_Task statement:_
Write the next part of the blog post about carmine dye, starting right after its final sentence.

The Evil Dye Carmine!

This past summer (2011), I was sitting at the table eating breakfast while reading a National Geographic magazine. I read a small one-page article called “Red Alert” (http://ngm.nationalgeographic.com/2011/06/visions-now-next#/now, you might need to use the arrow on the side to get to the correct article), thinking about the red lobsterback coats mentioned while chowing down on my yogurt. About a week later, I read the same article and thought “oh crap”.

Carmine dye

This seems like a super disorganized blog, talking about carmine and beetles and a magazine article, but it’s all related. It’s actually all related to make-up. Carmine dye is a bright red dye made from crushing female cochineal beetles, which are native to South America (Since I’m a scholarly college student, here’s the Wikipedia page for those who want more information: http://en.wikipedia.org/wiki/Carmine). The dye isn’t used as much as artificial dyes since artificial dyes are generally cheaper, but carmine dye has one stronghold – make-up. Carmine dye is listed as an ingredient (or listed as “may contain”) in almost all make-up products.

_Record excerpts:_
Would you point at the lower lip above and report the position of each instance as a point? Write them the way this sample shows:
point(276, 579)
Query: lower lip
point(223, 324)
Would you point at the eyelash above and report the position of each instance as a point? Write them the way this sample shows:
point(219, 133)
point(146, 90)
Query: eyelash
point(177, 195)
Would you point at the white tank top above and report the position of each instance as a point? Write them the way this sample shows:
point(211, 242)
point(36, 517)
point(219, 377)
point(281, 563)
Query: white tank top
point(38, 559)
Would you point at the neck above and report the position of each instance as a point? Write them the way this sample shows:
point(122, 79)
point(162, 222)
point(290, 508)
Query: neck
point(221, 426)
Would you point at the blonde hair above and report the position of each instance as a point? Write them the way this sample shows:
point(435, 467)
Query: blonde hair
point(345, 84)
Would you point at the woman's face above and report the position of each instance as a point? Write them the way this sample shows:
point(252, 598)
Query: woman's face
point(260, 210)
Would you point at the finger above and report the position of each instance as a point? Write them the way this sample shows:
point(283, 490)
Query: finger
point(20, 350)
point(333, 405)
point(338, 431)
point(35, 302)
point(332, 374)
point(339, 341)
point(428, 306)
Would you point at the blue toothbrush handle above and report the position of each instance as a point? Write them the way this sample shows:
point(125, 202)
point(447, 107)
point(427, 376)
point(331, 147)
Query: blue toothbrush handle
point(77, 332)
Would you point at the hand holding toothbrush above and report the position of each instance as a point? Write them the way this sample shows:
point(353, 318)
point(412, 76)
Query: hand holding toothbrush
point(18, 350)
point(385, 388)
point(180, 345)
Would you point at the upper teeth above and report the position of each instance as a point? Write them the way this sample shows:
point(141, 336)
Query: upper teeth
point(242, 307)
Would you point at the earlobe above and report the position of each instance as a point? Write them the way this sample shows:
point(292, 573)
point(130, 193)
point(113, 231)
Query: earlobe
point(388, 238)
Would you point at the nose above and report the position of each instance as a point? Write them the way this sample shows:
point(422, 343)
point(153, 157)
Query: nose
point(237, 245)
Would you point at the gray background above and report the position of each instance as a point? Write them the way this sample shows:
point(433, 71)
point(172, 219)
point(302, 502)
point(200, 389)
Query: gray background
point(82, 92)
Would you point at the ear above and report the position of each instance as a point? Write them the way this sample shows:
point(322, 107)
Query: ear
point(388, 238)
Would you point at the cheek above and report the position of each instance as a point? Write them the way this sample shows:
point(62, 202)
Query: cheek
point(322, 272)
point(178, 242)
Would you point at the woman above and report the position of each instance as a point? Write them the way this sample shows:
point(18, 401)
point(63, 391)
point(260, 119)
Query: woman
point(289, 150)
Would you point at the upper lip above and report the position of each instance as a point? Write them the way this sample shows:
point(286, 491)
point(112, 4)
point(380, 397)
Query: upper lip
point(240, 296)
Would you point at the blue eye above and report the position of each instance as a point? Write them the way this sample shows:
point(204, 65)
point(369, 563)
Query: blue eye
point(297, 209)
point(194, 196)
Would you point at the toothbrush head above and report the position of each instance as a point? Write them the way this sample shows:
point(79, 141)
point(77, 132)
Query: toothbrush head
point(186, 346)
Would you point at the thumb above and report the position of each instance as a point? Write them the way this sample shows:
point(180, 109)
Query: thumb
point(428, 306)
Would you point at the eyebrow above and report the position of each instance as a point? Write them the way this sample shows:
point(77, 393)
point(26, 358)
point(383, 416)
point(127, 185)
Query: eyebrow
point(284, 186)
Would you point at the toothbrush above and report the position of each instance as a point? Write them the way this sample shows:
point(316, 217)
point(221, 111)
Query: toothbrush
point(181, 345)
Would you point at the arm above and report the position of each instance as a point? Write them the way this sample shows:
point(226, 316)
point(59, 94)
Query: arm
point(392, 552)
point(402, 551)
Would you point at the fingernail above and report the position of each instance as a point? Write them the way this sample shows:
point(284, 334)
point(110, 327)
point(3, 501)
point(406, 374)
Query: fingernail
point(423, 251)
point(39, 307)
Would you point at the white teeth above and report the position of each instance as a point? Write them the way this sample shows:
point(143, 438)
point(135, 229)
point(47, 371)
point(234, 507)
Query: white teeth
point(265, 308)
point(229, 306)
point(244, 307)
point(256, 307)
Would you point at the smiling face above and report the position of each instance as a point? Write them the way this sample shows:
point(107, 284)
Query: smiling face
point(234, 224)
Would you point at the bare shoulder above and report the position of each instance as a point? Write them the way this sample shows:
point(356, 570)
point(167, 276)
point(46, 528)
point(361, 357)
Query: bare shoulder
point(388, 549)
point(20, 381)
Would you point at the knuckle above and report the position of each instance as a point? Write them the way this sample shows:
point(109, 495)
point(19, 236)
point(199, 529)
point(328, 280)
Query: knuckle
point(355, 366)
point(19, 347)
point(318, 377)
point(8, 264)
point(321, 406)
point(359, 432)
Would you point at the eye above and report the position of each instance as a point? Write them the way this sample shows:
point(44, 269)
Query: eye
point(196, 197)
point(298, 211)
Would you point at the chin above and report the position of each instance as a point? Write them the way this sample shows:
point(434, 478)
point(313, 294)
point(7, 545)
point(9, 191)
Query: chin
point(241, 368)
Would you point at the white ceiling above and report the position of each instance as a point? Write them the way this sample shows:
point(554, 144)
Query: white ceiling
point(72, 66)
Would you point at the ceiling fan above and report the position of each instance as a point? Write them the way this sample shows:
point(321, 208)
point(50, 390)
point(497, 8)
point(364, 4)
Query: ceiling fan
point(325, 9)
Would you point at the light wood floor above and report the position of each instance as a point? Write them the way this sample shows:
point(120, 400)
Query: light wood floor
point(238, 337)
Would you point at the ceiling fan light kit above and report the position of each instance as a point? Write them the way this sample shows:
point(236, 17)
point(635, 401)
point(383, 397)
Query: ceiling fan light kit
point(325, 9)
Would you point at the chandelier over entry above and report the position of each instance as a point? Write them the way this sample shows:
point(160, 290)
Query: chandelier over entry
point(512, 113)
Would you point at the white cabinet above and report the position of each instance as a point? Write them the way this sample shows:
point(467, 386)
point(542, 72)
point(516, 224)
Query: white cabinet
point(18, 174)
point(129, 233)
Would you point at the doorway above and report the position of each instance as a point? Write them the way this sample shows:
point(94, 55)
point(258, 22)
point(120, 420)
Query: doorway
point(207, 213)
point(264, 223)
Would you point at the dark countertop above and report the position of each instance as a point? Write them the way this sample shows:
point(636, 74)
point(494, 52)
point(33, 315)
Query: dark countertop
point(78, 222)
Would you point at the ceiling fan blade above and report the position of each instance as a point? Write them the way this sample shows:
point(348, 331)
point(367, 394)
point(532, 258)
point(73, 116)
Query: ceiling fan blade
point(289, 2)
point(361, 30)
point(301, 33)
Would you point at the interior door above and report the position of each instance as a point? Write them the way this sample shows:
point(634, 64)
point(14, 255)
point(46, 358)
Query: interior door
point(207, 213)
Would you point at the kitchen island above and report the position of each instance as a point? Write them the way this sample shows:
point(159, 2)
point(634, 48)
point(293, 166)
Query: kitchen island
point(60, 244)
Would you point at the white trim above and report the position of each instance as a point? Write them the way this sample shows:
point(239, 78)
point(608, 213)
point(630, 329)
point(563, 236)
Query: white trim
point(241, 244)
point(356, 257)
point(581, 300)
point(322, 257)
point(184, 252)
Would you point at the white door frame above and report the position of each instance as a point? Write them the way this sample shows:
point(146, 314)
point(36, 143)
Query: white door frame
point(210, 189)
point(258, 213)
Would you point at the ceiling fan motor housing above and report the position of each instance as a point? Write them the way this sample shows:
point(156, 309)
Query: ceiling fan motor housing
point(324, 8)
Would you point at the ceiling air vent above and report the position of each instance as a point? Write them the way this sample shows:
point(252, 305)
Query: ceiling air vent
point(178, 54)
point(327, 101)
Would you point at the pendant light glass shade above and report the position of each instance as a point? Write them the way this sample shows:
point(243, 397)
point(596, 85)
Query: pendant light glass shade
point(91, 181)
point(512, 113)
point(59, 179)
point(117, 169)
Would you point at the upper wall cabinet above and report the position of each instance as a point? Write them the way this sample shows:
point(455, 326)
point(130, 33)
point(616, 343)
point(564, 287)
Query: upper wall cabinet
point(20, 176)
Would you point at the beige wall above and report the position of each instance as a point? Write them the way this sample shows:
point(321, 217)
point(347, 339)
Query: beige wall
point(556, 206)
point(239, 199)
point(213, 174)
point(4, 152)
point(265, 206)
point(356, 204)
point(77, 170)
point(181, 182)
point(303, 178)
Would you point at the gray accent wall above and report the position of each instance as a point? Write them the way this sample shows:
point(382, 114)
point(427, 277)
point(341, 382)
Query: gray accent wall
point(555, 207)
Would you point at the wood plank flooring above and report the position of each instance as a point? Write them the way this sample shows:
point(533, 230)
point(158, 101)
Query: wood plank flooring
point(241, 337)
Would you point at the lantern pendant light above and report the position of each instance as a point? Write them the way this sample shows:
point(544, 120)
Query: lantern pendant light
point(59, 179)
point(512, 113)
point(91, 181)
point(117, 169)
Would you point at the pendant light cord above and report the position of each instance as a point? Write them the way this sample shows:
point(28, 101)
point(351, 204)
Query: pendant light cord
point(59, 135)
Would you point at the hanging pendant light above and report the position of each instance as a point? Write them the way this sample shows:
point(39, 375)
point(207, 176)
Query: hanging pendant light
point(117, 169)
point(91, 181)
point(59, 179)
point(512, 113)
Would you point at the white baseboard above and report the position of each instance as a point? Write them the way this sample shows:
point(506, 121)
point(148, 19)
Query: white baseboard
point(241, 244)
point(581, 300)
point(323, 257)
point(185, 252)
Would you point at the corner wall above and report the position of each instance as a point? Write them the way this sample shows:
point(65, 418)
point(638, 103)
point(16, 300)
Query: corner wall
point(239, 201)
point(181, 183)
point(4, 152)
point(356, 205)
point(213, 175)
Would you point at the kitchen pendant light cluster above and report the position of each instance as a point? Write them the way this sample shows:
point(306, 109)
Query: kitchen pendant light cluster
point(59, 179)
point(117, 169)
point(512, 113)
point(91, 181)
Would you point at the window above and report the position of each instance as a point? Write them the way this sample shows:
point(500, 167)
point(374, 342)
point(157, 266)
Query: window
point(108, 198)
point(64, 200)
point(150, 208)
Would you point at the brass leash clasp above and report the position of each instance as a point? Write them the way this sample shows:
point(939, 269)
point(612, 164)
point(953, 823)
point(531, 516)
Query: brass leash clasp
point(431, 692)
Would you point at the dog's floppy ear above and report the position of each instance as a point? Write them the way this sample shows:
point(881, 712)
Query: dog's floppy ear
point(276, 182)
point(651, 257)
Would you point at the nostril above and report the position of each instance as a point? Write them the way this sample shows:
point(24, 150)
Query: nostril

_Answer section:_
How the heck is all of this related? Well, before things can really get relevant, I have to digress and discuss my history with make-up.

Me without make-up (Junior year of high school)

Sometime between middle school and high school, most girls start wearing make-up. By my senior year, I only knew a handful of girls who didn’t wear make-up (myself included). I didn’t wear make-up for three reasons:

1. I value sleep very much and didn’t want to wake up half an hour earlier.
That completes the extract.